EXTRACTED TEXT
====================

The following is invoked from the program

   public class TrackingWorker : ITracker
   {
       private readonly ILogger<TrackingWorker> _logger;
       private readonly IStanConnection _stanConnection;
       private readonly ITrackingRepository _trackingRepo;
       private readonly string clusterID = "stan";
       private readonly string subscriberChannel = "trackmessagenet";
       private readonly string durableID = "tracking-service-durable";
       //event             = "track-message"
       private readonly string queueGroup = "eligtrackinggroup";
       private readonly TelemetryClient _telemetricClient;
       public TrackingWorker(ILogger<TrackingWorker> logger, IStanConnection stanConnection, ITrackingRepository trackingRepo, TelemetryClient telemetricClient)
       {
           _logger = logger;
           _stanConnection = stanConnection;
           _trackingRepo = trackingRepo;
           _telemetricClient = telemetricClient;
       }

       public Task<object> TrackMessage()
       {
           AppDomain.CurrentDomain.ProcessExit += (s, e) => FinalizeApplication();
           var opts = StanSubscriptionOptions.GetDefaultOptions();
         //  opts.StartWithLastReceived();
           opts.DurableName = durableID;
           opts.ManualAcks = true;
           EventHandler<StanMsgHandlerArgs> ackHandler = ProcessMessage;
           var s = _stanConnection.Subscribe(subscriberChannel, queueGroup,opts, ackHandler);
           return null;
       }
       private void ProcessMessage(object obj, StanMsgHandlerArgs args)

====================

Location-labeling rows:
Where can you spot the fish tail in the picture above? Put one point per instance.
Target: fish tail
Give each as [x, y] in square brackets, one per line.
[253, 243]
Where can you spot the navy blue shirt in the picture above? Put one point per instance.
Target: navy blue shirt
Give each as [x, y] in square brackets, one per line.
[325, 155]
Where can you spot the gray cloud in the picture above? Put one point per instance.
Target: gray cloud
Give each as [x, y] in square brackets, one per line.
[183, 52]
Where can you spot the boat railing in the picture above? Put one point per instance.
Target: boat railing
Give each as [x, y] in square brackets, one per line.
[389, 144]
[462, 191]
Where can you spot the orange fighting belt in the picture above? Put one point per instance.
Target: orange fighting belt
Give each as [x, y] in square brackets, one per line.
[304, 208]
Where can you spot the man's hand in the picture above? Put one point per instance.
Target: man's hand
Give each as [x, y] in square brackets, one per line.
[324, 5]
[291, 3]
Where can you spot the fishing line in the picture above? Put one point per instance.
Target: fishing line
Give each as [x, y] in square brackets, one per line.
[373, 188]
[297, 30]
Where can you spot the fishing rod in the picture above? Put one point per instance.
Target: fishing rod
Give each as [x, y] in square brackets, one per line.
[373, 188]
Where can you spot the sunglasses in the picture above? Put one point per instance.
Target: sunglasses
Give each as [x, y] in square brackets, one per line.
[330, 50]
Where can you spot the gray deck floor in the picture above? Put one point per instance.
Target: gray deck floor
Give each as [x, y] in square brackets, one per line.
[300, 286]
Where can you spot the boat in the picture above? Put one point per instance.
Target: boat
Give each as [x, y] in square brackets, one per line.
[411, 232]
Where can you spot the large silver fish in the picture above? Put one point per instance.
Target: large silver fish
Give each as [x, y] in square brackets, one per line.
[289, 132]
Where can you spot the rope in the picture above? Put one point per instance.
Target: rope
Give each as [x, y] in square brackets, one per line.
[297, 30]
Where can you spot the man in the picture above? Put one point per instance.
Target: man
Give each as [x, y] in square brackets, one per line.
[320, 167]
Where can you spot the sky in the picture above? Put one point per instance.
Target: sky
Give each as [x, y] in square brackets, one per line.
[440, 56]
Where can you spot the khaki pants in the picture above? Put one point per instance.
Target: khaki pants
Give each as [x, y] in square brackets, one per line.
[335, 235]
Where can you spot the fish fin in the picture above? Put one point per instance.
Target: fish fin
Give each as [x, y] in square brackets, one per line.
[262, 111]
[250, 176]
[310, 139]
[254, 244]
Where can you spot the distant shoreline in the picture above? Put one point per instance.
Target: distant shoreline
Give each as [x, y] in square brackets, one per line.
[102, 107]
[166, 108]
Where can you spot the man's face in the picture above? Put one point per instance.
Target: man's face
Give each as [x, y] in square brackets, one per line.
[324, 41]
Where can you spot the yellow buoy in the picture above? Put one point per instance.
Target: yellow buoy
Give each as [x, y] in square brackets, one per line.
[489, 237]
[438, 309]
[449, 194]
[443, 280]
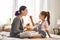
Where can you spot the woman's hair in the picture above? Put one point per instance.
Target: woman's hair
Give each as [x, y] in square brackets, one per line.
[46, 14]
[19, 11]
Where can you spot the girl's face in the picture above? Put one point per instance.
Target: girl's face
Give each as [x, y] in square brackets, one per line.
[41, 17]
[24, 12]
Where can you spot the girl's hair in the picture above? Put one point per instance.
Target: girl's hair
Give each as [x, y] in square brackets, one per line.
[46, 14]
[19, 11]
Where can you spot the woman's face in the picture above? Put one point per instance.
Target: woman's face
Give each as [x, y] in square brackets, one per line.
[41, 16]
[24, 12]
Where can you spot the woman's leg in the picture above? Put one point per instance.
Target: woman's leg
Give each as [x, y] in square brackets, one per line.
[37, 36]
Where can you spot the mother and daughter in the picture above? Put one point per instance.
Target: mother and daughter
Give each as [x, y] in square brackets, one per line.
[17, 29]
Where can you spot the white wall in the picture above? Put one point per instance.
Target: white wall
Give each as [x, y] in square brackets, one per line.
[54, 8]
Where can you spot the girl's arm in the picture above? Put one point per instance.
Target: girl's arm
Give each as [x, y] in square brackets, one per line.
[32, 20]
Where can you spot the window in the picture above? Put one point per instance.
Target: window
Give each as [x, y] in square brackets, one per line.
[34, 7]
[5, 10]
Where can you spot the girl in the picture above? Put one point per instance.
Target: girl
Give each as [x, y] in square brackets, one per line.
[17, 25]
[43, 24]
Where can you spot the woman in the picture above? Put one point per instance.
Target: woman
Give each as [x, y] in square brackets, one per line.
[17, 25]
[42, 25]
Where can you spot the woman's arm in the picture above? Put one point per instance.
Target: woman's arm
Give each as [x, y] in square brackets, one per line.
[16, 25]
[48, 33]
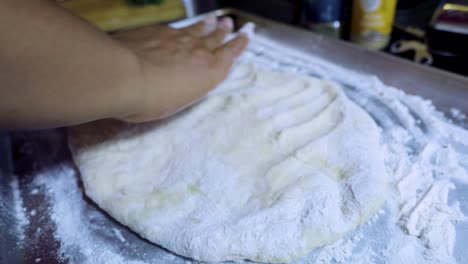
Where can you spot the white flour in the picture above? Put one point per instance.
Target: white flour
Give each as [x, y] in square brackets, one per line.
[20, 211]
[426, 156]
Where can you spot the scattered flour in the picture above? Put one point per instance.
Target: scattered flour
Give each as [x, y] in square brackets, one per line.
[20, 210]
[426, 155]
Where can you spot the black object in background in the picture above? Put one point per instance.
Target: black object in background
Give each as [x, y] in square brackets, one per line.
[286, 11]
[326, 16]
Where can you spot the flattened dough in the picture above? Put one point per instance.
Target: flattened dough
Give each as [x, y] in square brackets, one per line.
[268, 167]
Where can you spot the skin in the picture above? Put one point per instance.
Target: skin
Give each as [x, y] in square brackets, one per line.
[57, 70]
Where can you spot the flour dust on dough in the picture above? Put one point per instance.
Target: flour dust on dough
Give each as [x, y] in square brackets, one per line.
[267, 167]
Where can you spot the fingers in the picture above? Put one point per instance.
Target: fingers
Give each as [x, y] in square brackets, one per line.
[226, 54]
[201, 28]
[216, 38]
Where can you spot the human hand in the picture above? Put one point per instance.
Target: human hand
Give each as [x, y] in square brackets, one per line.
[178, 66]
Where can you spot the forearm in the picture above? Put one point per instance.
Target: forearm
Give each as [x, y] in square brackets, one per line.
[57, 70]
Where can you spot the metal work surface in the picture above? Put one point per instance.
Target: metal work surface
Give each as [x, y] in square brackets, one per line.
[46, 150]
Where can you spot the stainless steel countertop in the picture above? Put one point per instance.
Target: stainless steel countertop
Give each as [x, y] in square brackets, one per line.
[447, 90]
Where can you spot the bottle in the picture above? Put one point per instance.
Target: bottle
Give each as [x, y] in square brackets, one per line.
[372, 21]
[324, 16]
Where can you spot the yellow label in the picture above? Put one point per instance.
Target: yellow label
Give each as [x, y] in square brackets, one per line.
[373, 16]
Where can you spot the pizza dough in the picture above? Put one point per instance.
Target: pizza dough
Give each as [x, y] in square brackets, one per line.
[267, 167]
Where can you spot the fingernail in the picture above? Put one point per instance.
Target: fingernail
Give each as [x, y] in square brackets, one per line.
[226, 24]
[210, 20]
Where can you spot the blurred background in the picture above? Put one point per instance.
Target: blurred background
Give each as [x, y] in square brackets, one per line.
[429, 32]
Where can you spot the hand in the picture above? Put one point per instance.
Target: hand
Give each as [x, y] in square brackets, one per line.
[178, 66]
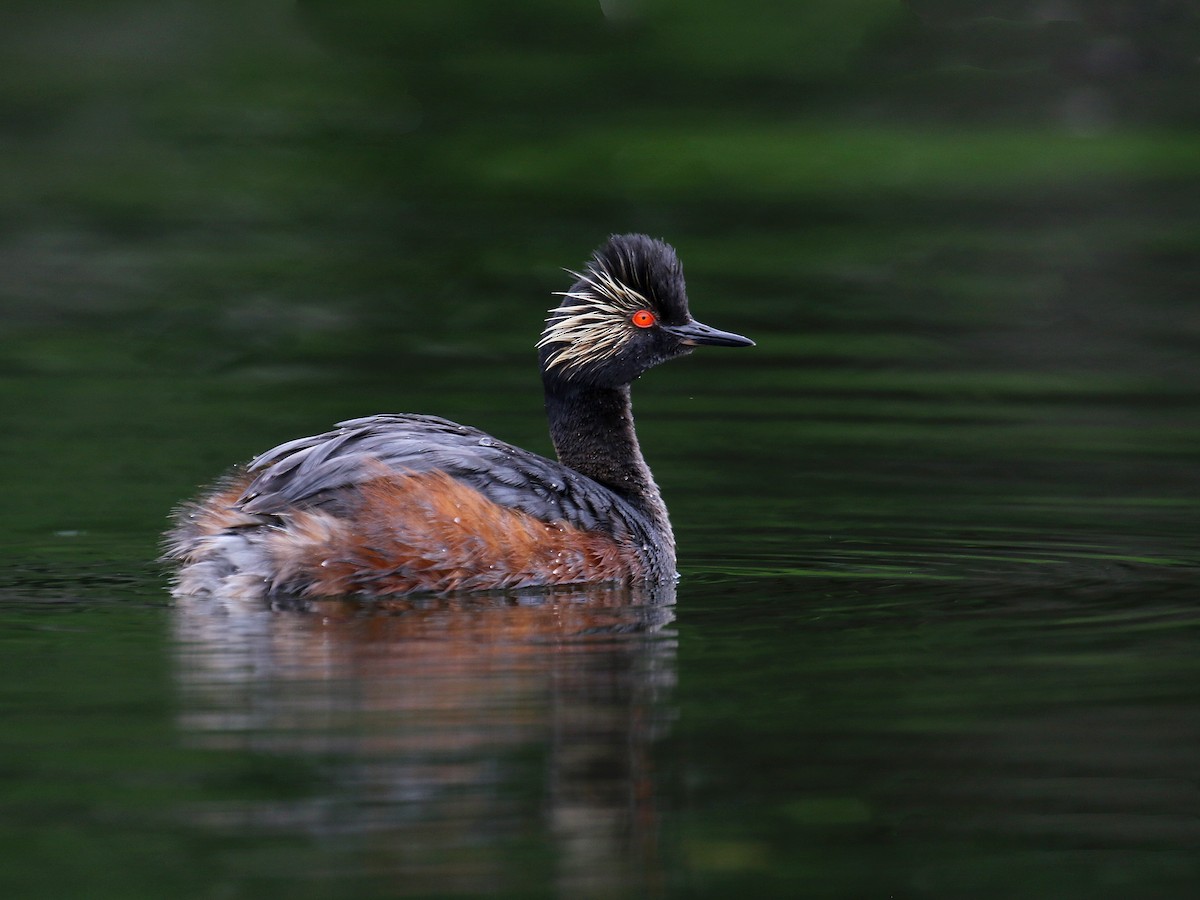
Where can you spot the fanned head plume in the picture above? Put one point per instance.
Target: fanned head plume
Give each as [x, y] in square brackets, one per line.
[610, 327]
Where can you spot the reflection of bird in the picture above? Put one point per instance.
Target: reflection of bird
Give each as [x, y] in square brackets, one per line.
[402, 503]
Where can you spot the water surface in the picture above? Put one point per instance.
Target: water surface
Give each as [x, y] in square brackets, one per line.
[936, 631]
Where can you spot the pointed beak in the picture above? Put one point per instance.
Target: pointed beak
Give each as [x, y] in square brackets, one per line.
[695, 333]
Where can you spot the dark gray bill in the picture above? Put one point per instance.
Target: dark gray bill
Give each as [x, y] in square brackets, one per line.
[695, 333]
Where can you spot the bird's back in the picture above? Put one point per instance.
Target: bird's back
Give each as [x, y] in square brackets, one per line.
[402, 503]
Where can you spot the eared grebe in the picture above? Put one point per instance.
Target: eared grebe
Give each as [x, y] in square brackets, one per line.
[393, 504]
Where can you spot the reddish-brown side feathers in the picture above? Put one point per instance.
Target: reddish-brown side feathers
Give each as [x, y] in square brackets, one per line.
[208, 517]
[430, 532]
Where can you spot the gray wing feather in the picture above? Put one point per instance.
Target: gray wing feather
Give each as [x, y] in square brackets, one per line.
[316, 471]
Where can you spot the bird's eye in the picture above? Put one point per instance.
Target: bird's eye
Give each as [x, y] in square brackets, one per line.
[643, 318]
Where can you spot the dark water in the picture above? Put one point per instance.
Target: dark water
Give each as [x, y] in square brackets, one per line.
[937, 633]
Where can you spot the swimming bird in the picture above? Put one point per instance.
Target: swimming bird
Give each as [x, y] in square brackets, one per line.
[403, 503]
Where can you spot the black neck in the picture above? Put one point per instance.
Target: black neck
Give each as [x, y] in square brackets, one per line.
[593, 433]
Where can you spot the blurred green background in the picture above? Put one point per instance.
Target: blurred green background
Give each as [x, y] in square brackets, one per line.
[207, 201]
[937, 627]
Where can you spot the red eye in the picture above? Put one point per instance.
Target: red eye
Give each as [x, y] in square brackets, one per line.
[643, 318]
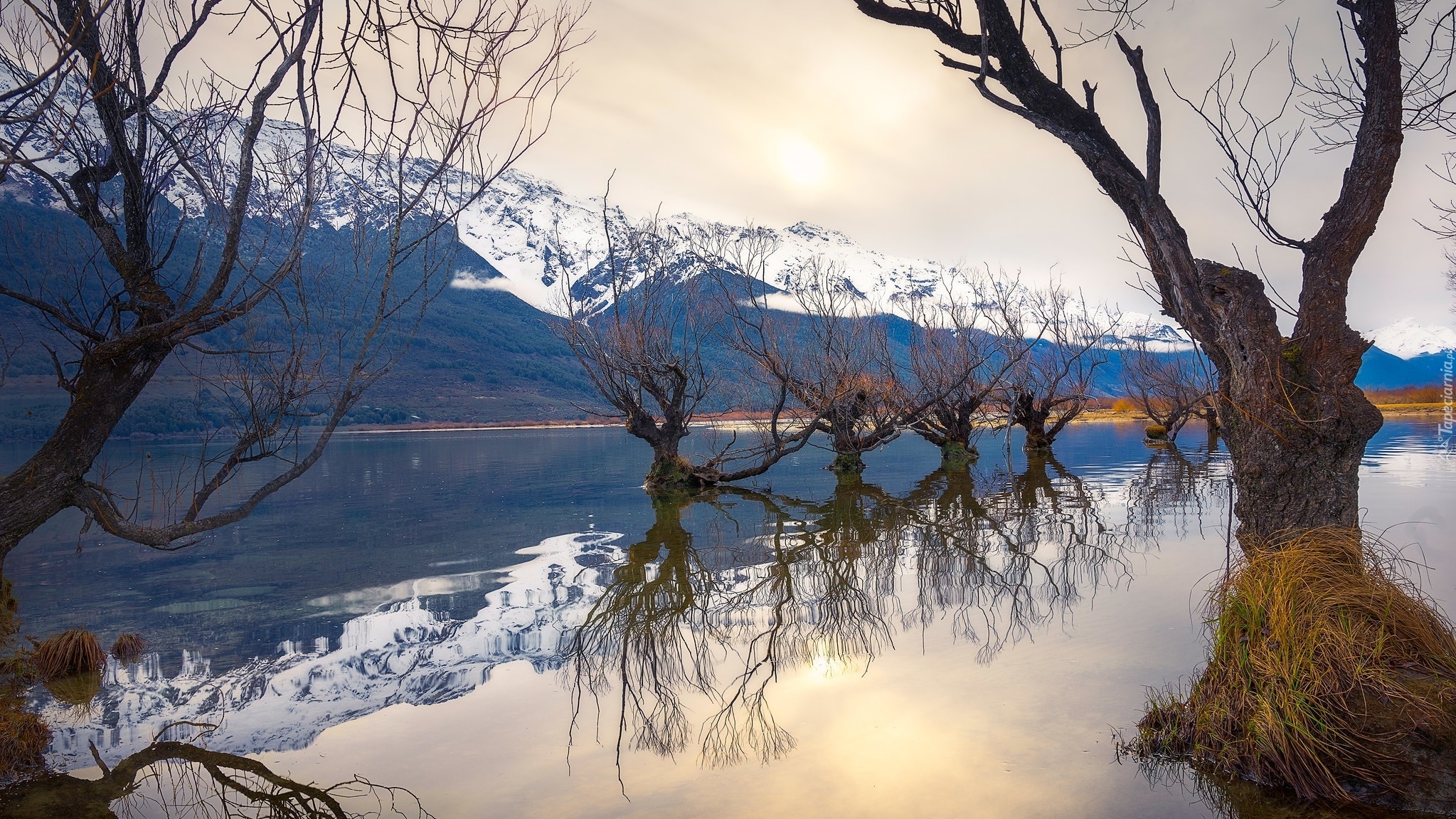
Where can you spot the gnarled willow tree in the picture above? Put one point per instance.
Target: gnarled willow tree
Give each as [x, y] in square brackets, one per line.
[1295, 421]
[198, 196]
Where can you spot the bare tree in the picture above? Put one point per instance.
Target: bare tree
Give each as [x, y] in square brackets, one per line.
[1295, 421]
[830, 350]
[190, 780]
[196, 196]
[845, 371]
[820, 354]
[958, 360]
[1051, 381]
[1169, 386]
[645, 350]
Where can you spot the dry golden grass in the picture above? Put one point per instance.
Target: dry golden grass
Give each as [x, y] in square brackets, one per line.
[1407, 396]
[129, 648]
[1329, 672]
[69, 653]
[23, 735]
[76, 689]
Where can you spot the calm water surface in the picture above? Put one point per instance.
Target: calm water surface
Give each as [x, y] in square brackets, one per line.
[504, 624]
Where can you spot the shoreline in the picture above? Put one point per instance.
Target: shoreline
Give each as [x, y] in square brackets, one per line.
[1090, 417]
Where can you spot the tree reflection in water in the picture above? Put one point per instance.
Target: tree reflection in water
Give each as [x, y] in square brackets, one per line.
[826, 585]
[1174, 490]
[182, 780]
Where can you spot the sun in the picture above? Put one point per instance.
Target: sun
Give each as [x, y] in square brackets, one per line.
[802, 164]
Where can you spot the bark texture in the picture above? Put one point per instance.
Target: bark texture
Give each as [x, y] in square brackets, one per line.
[1295, 421]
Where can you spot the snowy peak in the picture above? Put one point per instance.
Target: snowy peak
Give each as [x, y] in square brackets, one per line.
[1407, 340]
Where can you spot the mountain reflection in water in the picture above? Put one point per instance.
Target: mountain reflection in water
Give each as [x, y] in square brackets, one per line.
[713, 611]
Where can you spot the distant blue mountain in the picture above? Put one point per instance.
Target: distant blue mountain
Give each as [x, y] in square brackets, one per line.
[1383, 371]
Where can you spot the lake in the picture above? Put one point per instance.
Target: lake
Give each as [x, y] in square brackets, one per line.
[504, 624]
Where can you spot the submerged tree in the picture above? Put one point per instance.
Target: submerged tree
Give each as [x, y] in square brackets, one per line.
[181, 778]
[1295, 421]
[1169, 386]
[1050, 382]
[958, 360]
[645, 350]
[1375, 707]
[826, 353]
[196, 199]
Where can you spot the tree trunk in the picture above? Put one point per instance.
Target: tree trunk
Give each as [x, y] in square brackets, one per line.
[848, 464]
[47, 482]
[670, 472]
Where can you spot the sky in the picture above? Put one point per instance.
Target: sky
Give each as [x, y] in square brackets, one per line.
[777, 111]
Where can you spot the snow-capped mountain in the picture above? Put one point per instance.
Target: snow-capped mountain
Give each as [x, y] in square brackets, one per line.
[543, 242]
[538, 242]
[1407, 340]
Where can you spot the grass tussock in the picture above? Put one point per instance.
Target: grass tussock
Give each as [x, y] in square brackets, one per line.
[69, 653]
[129, 648]
[76, 689]
[23, 735]
[1329, 674]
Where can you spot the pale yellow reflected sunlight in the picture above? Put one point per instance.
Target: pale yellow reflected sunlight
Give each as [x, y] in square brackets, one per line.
[802, 164]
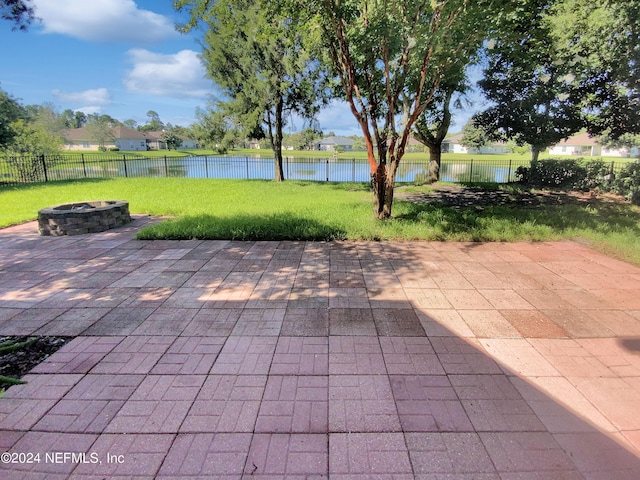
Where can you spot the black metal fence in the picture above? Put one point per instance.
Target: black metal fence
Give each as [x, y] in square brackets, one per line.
[31, 169]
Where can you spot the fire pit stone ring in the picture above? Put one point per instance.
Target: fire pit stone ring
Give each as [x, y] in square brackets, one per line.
[83, 217]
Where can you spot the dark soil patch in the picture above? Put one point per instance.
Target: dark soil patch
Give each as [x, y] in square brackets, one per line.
[15, 364]
[457, 196]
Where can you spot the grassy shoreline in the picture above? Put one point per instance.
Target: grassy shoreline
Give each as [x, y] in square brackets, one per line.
[265, 210]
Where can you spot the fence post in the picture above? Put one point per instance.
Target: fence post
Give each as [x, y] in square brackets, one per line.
[84, 166]
[44, 168]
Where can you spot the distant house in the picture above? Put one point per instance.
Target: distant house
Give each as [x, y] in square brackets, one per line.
[123, 138]
[581, 144]
[453, 144]
[154, 140]
[330, 144]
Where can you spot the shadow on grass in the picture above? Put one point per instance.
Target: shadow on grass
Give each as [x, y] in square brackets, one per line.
[511, 222]
[281, 226]
[57, 183]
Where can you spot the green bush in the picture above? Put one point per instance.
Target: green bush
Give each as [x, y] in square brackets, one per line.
[627, 183]
[575, 174]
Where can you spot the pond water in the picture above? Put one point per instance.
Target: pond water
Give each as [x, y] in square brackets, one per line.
[340, 170]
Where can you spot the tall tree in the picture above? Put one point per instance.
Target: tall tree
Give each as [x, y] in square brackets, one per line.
[10, 111]
[256, 57]
[153, 124]
[599, 42]
[432, 126]
[531, 89]
[100, 129]
[474, 135]
[18, 12]
[390, 58]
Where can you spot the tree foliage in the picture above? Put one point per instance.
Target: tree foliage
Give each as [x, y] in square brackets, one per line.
[19, 12]
[172, 139]
[257, 59]
[474, 135]
[10, 111]
[599, 42]
[531, 89]
[390, 59]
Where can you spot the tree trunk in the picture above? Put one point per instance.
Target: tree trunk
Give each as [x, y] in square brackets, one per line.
[435, 160]
[277, 147]
[535, 152]
[383, 185]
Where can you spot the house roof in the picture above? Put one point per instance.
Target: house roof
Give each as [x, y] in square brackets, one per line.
[457, 138]
[579, 139]
[82, 133]
[336, 140]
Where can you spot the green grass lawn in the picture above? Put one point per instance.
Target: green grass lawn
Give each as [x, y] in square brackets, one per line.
[249, 210]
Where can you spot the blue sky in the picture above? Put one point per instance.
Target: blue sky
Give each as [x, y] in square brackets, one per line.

====================

GOALS
- a) Can you output everything in the tracking worker code from "private readonly string queueGroup" down to "public Task<object> TrackMessage()", with no changes?
- b) Could you finish out the next part of the tracking worker code, starting right after its last line?
You won't need the rows for anything here.

EXPECTED ANSWERS
- a)
private readonly string queueGroup = "eligtrackinggroup";
       private readonly TelemetryClient _telemetricClient;
       public TrackingWorker(ILogger<TrackingWorker> logger, IStanConnection stanConnection, ITrackingRepository trackingRepo, TelemetryClient telemetricClient)
       {
           _logger = logger;
           _stanConnection = stanConnection;
           _trackingRepo = trackingRepo;
           _telemetricClient = telemetricClient;
       }

       public Task<object> TrackMessage()

- b)
       {
           var channel = new InMemoryChannel();
           Console.WriteLine("started ProcessMessage{0}", args.Message.Sequence);
           Console.WriteLine("Message Redelivered{0}", args.Message.Redelivered);
           _logger.LogInformation("started ProcessMessage{0}", args.Message.Sequence);
           _logger.LogInformation(args.Message.Subject);
           _telemetricClient.TrackEvent("Message Received");

           var requetFromQueue = System.Text.Encoding.UTF8.GetString(args.Message.Data);
           try
           {

               var  trackMessage = JsonSerializer.Deserialize<TrackingMessage>(requetFromQueue);
               var eventType = trackMessage.Event;
               Console.WriteLine("Message Event{0}", eventType);
               switch (eventType)
               {
                   case MessageEventType.Tracking:
                       var task1 = Task.Run(async () => await _trackingRepo.InsertTracking(trackMessage, eventType, (args.Message.Sequence).ToString(), (args.Message.Redelivered).ToString()));
                       var result1 = task1.Result;
                        
                       break;
                   case MessageEventType.TrackingDetails:
                   //    Console.WriteLine("Message received{0}", requetFromQueue);
                       var task = Task.Run(async () => await _trackingRepo.InsertTrackingDetails(trackMessage, eventType, (args.Message.Sequence).ToString(), (args.Message.Redelivered).ToString()));
                       var result = task.Result;
                       
                       break;
                   case MessageEventType.HubLog:

                       break;
                   default:
                       break;

               }
               args.Message.Ack();
           }
           catch (SqlException sqlEx)
           {
               // Hope this will return the message back to EventGrid topic for reprocessing.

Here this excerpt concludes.